**SET TASK**
Rewrite every one of the entries below, substituting "Point out" for "Please indicate" and leaving all other text unchanged.

[Stored entries]
##########

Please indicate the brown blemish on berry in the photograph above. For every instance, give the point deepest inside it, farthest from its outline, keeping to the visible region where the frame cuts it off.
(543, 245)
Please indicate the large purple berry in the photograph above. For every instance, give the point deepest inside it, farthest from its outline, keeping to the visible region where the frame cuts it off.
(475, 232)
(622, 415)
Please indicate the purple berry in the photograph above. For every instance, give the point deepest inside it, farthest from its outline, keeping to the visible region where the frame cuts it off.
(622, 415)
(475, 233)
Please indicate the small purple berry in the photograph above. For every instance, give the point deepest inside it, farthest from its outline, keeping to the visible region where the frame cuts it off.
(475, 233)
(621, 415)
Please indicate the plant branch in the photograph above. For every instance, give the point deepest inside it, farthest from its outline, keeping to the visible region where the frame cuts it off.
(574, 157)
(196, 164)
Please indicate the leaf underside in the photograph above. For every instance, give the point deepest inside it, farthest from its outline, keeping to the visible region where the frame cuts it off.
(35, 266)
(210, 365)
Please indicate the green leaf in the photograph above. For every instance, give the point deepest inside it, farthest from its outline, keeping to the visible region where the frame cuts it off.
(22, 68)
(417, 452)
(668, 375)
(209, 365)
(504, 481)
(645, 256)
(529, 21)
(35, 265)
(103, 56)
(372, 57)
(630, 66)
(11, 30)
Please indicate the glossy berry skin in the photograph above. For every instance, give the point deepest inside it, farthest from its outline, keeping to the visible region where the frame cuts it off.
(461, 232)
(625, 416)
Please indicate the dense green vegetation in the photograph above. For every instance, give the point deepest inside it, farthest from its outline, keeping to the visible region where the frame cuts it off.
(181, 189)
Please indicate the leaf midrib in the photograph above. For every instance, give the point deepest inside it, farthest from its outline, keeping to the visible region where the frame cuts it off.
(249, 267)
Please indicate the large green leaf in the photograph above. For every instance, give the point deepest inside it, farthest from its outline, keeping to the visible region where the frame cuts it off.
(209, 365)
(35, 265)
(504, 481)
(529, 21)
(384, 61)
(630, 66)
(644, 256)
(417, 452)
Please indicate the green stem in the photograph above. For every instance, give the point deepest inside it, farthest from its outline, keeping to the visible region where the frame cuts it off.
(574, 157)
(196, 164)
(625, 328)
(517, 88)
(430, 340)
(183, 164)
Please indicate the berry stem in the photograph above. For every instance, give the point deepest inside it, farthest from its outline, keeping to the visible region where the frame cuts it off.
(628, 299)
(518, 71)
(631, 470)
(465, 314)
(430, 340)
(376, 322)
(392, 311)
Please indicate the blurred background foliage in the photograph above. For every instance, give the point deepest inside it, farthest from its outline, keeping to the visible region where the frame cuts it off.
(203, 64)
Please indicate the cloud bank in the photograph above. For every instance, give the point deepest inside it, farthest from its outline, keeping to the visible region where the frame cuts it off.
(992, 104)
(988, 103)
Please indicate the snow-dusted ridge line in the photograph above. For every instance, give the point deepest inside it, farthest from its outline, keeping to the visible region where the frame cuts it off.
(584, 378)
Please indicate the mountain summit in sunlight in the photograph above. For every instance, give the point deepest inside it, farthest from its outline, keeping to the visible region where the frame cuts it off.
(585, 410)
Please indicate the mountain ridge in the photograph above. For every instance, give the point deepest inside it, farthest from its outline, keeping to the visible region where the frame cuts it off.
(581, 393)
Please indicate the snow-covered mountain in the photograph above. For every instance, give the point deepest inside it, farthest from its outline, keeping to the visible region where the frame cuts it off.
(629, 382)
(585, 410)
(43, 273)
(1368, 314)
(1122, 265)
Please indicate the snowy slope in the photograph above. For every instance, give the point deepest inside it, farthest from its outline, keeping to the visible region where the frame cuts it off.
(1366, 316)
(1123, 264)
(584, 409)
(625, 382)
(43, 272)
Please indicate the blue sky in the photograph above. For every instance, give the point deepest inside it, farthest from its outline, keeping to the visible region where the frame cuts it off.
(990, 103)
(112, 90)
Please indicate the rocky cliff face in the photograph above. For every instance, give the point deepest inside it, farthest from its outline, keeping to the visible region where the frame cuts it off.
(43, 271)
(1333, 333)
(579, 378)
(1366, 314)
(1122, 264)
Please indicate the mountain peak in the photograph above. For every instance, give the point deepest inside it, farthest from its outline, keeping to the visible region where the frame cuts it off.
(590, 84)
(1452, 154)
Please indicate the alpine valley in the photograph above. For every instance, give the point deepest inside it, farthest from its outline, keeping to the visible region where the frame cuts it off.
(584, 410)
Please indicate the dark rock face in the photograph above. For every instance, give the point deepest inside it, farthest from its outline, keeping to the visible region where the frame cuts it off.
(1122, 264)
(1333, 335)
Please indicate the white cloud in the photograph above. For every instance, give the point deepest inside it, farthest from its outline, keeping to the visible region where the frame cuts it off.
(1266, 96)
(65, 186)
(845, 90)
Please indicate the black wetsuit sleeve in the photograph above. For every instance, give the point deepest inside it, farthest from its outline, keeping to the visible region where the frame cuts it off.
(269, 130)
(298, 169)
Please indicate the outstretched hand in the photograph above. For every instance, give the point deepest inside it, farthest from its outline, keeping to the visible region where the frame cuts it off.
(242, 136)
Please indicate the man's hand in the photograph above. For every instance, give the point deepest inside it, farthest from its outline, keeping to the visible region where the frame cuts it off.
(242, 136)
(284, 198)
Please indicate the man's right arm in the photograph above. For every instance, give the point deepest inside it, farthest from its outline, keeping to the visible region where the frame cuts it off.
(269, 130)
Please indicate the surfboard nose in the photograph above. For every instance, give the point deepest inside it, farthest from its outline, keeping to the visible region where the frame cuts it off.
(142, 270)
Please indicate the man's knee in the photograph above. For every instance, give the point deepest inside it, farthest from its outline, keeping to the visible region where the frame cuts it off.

##########

**ANSWER BELOW**
Point out the brown blemish on berry in the photograph above. For every instance, give the point deepest inside it, farthest from its outline, keeping to the visible region where the frame cuts it off.
(543, 245)
Point out the large purple berry in the photograph above. For every instance, give the point deepest inside it, farthest from its outline, keeping to the visible region where the frame cuts it off.
(475, 232)
(622, 415)
Point out the purple berry in the photograph above. For every instance, give the point deepest inside it, farthest from its outline, keeping to the visible region where the frame cuts it off.
(622, 415)
(475, 233)
Point out the small purple berry in the photograph above. For every instance, give the point deepest inside it, farthest from its outline, keeping to the visible region where the frame cuts it off.
(475, 233)
(621, 415)
Point out the plant branch in the photograph above. For every instance, give the point deepest inside it, farthest from its outline, keeping to the visible region where the frame cuts it off.
(574, 157)
(196, 164)
Point out the leaf underside in the photograph above. For every instance, give the point deepest inside it, farthest from its outline, keeping to the visible region where the frame cuts it off.
(35, 266)
(210, 365)
Point out the green leaf in the photograph above. For every instance, give the point deepest inside it, farthest from its outline, keeping to the visible region where the frame cuts it off.
(22, 68)
(417, 452)
(668, 375)
(209, 365)
(504, 481)
(645, 256)
(529, 21)
(35, 265)
(103, 56)
(372, 57)
(630, 66)
(11, 30)
Point out the glossy berry skin in the photograph above. For every instance, give the point deepest inside it, farthest from its outline, keeping to the visible region where the frame cuts it off.
(461, 232)
(625, 416)
Point out the dense green vegetation in the photograph above. For every instance, give the point deepest inside it, farthest from its outline, keeping to the visible region where the frame cuts it off.
(181, 189)
Point out the leaf midrib in the photograph above. For every instance, give the point deepest inside it, farthest from its outline, keeping to the visible region where the frame cuts it off.
(249, 267)
Point out the large green leaf in the photograph above. For every instance, give the point deepest inside it, farthest from its outline, keeping to the visible region where the frame cuts it off.
(209, 365)
(35, 265)
(504, 481)
(529, 21)
(384, 61)
(630, 66)
(644, 256)
(417, 452)
Point out the green stem in the photograph above. For every instance, give the point deepest inside it, farthest from its outline, keeping to the visible region where the frame cuts it off.
(574, 157)
(196, 164)
(625, 328)
(517, 88)
(430, 340)
(183, 164)
Point out the berry stem in the photograph above. For every instance, give the point deepest inside it, farthest from its outline, keeping to the visible region where the frame cuts it off.
(628, 299)
(518, 71)
(631, 470)
(465, 314)
(430, 340)
(376, 322)
(392, 311)
Point out the blurred background foliage in the photograph above. For every instance, give the point deepest inside it, farthest from its outline, keeping to the visible region where the frame cuts it off.
(203, 64)
Point out the cloud bank in the photograph above. For every instance, give the point deepest inside it, farthest from its outline, keeping to the visible region where the frame cuts it off.
(992, 104)
(988, 103)
Point out the snow-dusted ridge line in the photograph above. For every instance, give the point deepest inside it, farthest from its outline, keeping to the visible region where the frame cuts it off.
(584, 378)
Point out the mountain summit in sunlight in the photograph above. For every instance, give the point deepest inside it, farthest from its outline, keeping to the visible region where the frame cuts it off.
(585, 410)
Point out the mountain ridge in the photograph above. For every instance, give the point deepest inside it, farthest from its outline, keeping to the visible region where the frame cuts it off.
(581, 393)
Point out the snow-covered mountain in the photograph above. For every instance, give the point deepest inside it, farthest from its outline, keeping to the visible region where the frame cuts it off.
(629, 382)
(585, 410)
(43, 273)
(1368, 314)
(1122, 265)
Point out the snowy slope in the photograph above. For every instance, give the point deepest inside it, farthest from its outline, keeping to the visible region where the frame cuts it off.
(1366, 316)
(1123, 264)
(584, 409)
(625, 382)
(43, 272)
Point out the blue sky in the photograph above. For every instance, give the point deepest inside it, farthest from its outline, keeping to the visible region where the frame cuts it off.
(990, 103)
(112, 90)
Point out the rocky cliff face in the photograph above. For every instance, give the point deepest inside it, farthest from its outline, keeping to the visible region where the frame cuts it off.
(43, 271)
(1333, 333)
(579, 378)
(1366, 314)
(1122, 264)
Point out the mountain peak in the photograph above. For every instance, give the point deepest inside it, farthest from its outline, keeping to the visible region where the frame cuts it off.
(590, 84)
(1452, 154)
Point out the alpine valley in the photograph above. For every instance, give the point deepest inside it, farthest from its outline, keeping to the visible region where the frame cuts it off.
(584, 410)
Point out the dark rock face in the photograph above. For every instance, give the point deepest inside it, farthest from its outline, keeping to the visible region where the frame cuts it off.
(1122, 264)
(1333, 335)
Point out the white cloud in the photograph above. For every instance, give the point deepest inside it, farthest from its outline, keeping to the visible region where the frame cuts it off.
(1266, 96)
(65, 186)
(845, 90)
Point out the black wetsuit sleeve in the photograph above. For every instance, give the point deepest inside it, farthest from its outline, keeping to the visible region where the frame cuts it off.
(269, 130)
(298, 169)
Point out the outstretched hand in the photograph above. For every instance, give the point deepest inside it, farthest from its outline, keeping to the visible region where the frame cuts it off.
(242, 136)
Point out the man's hand in the photograph above. For every instance, give the point deepest inside it, farthest from its outline, keeping to the visible region where the frame cuts it off.
(242, 136)
(284, 198)
Point out the man's right arm in the photograph above. For every instance, give the point deepest inside it, farthest from its outline, keeping to the visible region where the frame cuts it off.
(269, 130)
Point out the surfboard nose in the photograph above. For every instance, give the point deepest inside it, farthest from its outline, keeping to the visible region where the frame cuts it off.
(142, 270)
Point out the man's knee in the photograph above. For every instance, give the point deepest inside it, farthest from its outline, keeping to the visible region where the frame cuts it off.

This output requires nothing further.